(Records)
* start *

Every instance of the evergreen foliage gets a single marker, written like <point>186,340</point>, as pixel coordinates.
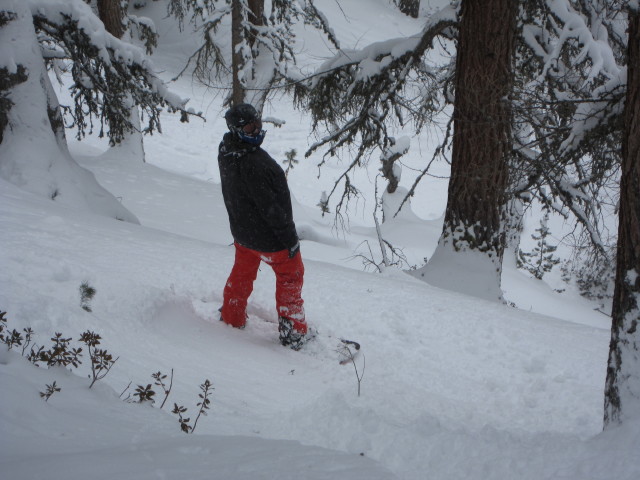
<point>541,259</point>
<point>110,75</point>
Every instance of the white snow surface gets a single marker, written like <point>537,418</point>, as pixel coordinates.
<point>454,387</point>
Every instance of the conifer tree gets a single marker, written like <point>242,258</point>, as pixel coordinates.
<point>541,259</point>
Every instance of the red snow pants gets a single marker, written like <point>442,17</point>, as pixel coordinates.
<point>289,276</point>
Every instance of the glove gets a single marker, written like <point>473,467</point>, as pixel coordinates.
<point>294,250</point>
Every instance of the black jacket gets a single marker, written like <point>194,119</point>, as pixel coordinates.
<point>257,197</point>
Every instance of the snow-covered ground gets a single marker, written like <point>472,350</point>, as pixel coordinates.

* end *

Update the lines above by changing "single marker" to "single dot" everywhere and keeping the rest as it is. Omit the pictures.

Every instance of the evergreen foliage gets a single dot, written like <point>186,340</point>, as pixel coordinates.
<point>541,259</point>
<point>110,75</point>
Every instance of the white snow surface gets a single dot, written like <point>537,418</point>, as pixel coordinates.
<point>454,387</point>
Every instance of the conifer tree gets a single dot, written like <point>242,258</point>, as pixel coordinates.
<point>541,259</point>
Every instance of the red snow pants gets a single dot, written like <point>442,17</point>, as pixel coordinates.
<point>289,276</point>
Every instance of the glove gets a single dot, written like <point>473,467</point>, as pixel coordinates.
<point>294,250</point>
Every instance of the black jacket gets a single dot, written like <point>194,119</point>, as pixel coordinates.
<point>257,197</point>
Every instance of the snow-covered ground gets a single dot, written like <point>472,350</point>, as pixel coordinates.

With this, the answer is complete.